**Requirements:** Copy out the lines of the items below word for word, from the line that contains "Rules: pick out each instance of the man's" through the line that contains "[[332, 158]]", with both of those lines included.

**Recorded data:**
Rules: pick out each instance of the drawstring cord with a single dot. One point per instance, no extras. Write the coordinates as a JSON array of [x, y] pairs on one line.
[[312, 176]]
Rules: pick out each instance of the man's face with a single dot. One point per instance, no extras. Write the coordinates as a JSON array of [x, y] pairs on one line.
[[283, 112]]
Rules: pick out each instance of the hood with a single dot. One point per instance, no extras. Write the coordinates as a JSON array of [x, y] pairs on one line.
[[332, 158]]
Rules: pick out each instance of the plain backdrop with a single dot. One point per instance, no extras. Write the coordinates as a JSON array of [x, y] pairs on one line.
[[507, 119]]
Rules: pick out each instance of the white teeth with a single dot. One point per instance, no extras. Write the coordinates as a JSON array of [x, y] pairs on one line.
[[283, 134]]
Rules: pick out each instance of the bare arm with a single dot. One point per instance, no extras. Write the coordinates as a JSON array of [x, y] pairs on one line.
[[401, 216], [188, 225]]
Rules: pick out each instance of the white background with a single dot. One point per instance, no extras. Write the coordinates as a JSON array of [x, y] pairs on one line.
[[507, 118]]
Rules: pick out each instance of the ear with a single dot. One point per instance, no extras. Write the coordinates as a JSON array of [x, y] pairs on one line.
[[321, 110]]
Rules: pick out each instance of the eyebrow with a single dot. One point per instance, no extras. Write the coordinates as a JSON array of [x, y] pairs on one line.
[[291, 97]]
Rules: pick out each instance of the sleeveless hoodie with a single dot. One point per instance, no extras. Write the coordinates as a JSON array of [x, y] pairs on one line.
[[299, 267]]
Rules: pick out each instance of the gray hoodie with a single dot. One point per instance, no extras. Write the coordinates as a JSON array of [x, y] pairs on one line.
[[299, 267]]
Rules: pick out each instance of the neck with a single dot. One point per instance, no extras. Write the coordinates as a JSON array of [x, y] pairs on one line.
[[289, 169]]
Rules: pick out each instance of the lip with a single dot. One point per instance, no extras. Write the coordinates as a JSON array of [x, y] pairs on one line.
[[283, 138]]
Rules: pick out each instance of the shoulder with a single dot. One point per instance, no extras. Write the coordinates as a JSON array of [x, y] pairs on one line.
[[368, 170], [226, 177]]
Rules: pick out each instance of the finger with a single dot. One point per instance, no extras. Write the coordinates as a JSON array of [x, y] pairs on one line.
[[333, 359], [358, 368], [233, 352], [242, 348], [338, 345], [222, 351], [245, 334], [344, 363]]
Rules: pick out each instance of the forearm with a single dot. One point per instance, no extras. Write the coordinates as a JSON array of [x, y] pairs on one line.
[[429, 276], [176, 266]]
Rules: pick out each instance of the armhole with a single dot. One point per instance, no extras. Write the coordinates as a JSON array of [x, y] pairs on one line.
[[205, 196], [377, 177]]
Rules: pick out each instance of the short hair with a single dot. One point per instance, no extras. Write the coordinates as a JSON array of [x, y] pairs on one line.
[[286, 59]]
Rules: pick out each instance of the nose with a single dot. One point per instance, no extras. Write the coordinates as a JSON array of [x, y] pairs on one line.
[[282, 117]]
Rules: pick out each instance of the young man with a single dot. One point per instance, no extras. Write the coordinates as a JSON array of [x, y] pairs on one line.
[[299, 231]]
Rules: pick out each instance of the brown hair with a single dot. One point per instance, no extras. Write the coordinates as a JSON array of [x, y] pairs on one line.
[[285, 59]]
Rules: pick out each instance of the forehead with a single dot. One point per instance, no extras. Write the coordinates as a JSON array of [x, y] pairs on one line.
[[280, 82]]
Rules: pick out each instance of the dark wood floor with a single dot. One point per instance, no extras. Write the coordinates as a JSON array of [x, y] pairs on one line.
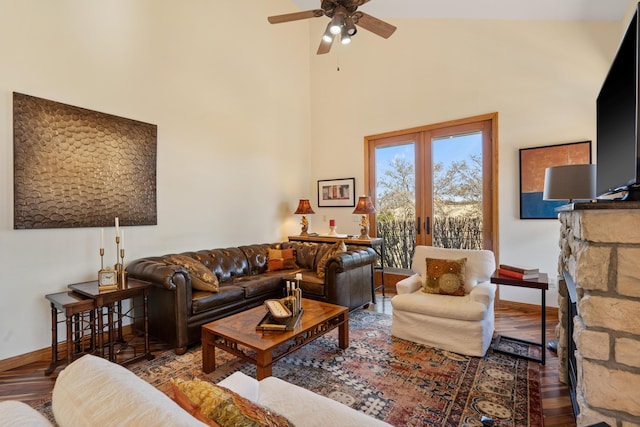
[[29, 384]]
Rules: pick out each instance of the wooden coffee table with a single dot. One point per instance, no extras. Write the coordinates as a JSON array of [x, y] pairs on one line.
[[237, 335]]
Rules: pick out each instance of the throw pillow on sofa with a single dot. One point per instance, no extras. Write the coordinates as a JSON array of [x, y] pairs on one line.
[[223, 406], [202, 278], [336, 248], [445, 276], [281, 259]]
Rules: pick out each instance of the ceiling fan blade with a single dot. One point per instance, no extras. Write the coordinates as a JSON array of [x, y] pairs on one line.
[[375, 25], [324, 47], [288, 17]]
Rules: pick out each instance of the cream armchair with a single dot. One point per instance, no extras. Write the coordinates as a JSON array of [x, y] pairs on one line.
[[461, 324]]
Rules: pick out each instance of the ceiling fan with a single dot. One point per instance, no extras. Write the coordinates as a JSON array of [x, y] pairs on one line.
[[344, 16]]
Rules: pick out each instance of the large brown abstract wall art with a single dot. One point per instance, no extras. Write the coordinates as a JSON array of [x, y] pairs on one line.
[[75, 167]]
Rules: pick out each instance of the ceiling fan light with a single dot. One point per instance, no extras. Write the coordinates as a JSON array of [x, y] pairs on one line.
[[336, 24], [350, 26], [327, 37]]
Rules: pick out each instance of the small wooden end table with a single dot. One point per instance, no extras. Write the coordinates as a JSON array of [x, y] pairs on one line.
[[79, 314], [541, 282], [237, 335], [111, 300]]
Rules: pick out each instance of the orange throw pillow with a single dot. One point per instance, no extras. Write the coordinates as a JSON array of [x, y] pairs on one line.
[[445, 276]]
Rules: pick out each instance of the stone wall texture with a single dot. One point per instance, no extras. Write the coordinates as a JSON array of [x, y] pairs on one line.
[[600, 250]]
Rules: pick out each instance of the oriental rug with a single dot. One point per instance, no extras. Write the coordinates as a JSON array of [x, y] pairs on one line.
[[400, 382]]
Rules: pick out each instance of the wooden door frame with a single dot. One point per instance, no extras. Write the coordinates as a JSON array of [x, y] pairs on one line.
[[490, 188]]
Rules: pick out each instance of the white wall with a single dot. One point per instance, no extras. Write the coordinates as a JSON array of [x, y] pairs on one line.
[[541, 77], [229, 93]]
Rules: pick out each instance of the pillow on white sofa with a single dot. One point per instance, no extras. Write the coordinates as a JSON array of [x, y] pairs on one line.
[[92, 391]]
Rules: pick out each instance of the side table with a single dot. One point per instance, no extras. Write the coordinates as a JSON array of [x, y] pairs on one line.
[[79, 313], [111, 301], [542, 283]]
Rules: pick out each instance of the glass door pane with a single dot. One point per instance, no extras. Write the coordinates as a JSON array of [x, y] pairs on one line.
[[395, 196], [457, 186]]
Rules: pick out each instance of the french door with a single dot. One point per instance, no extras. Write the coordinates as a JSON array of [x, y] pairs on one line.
[[434, 185]]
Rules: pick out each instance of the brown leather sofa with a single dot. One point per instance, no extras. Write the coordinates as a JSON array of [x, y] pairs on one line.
[[176, 311]]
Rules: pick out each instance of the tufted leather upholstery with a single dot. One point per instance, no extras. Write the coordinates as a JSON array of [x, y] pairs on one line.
[[176, 312]]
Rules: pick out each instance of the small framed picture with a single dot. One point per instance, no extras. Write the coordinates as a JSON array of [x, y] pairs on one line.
[[337, 193], [533, 162]]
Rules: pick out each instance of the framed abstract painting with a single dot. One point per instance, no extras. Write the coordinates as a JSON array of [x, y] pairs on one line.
[[533, 162]]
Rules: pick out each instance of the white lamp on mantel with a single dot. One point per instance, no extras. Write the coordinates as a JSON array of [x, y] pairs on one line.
[[570, 182]]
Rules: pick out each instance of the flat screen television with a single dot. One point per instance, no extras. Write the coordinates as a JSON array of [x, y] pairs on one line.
[[617, 121]]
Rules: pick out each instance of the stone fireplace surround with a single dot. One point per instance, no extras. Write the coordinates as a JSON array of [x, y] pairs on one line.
[[600, 255]]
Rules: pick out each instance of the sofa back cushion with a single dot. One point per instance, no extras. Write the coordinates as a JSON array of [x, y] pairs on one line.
[[305, 253], [225, 263], [479, 267]]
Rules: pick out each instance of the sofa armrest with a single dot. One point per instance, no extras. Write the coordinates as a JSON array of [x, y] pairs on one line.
[[484, 292], [409, 284], [170, 299]]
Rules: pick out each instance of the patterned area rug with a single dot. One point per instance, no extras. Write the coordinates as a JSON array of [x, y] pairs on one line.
[[403, 383]]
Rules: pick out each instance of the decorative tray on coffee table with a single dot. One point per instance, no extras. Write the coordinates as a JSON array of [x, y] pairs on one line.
[[268, 323]]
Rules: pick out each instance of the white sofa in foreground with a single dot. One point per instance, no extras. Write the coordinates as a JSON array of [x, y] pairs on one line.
[[92, 391]]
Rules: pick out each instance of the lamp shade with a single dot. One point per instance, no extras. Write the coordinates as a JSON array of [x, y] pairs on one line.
[[570, 182], [304, 207], [364, 206]]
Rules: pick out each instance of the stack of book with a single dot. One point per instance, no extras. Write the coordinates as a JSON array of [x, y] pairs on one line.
[[518, 272]]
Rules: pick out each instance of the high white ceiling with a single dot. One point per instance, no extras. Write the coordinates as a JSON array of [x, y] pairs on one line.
[[565, 10]]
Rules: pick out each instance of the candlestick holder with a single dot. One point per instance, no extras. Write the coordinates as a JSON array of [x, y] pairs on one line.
[[117, 266], [122, 276], [107, 278]]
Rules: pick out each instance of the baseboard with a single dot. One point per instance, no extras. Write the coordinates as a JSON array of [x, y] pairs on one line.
[[42, 355], [521, 306]]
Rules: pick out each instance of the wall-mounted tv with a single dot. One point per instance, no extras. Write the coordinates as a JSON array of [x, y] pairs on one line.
[[617, 121]]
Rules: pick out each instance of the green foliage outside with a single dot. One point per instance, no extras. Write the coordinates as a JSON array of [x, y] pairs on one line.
[[457, 208]]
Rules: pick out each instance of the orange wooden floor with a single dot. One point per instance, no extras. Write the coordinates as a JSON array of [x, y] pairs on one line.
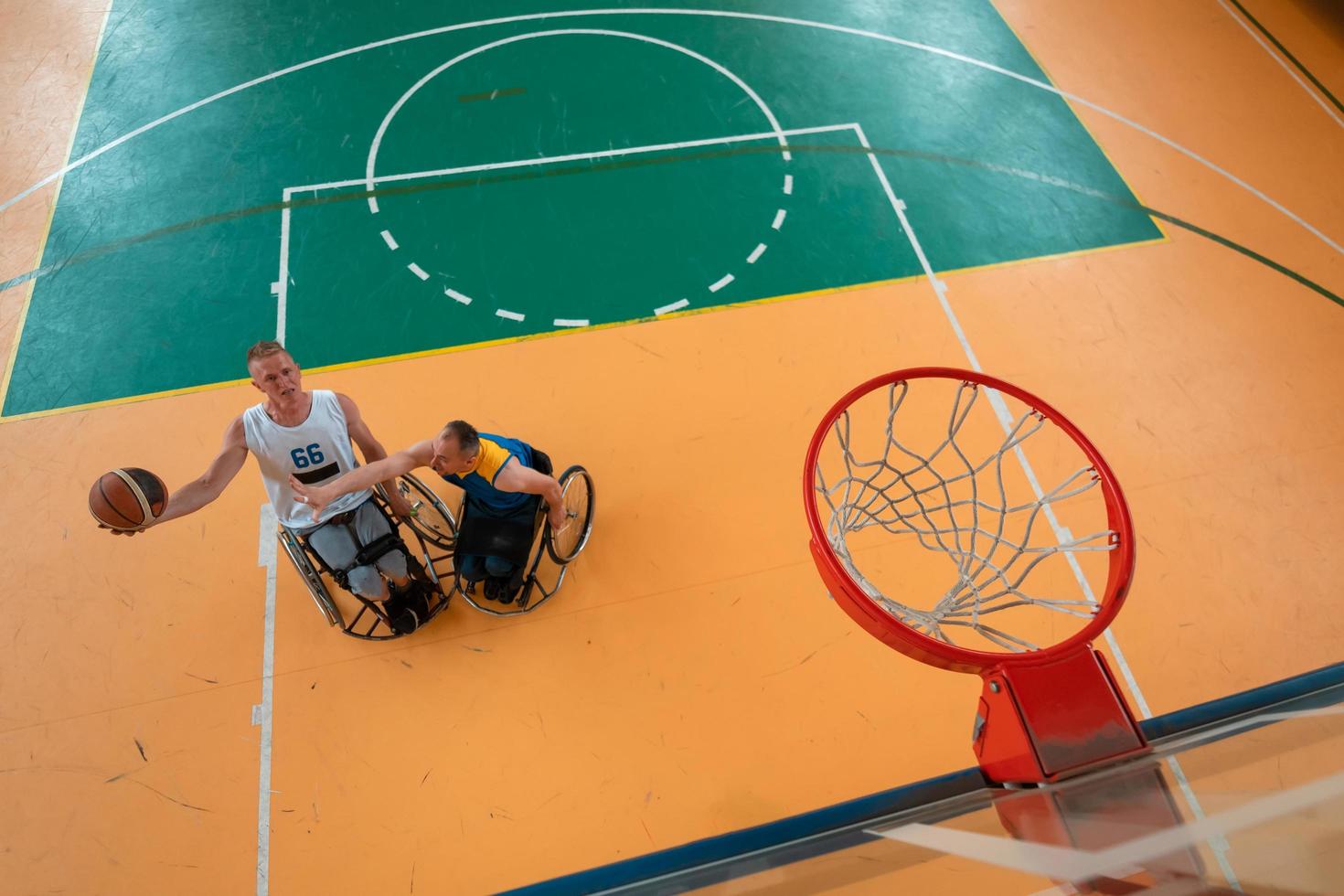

**Response to the task:**
Rules: pick out each instance of the man's face with a single dot. One point per instance, no extras. Write the coordinates as a JSON array of [x, y] pairs on one line.
[[283, 112]]
Rules: pick out each instance of the hood with a single dot. One point per instance, no extras. Write the coordinates as a JSON array of [x, y] pairs on one line.
[[332, 158]]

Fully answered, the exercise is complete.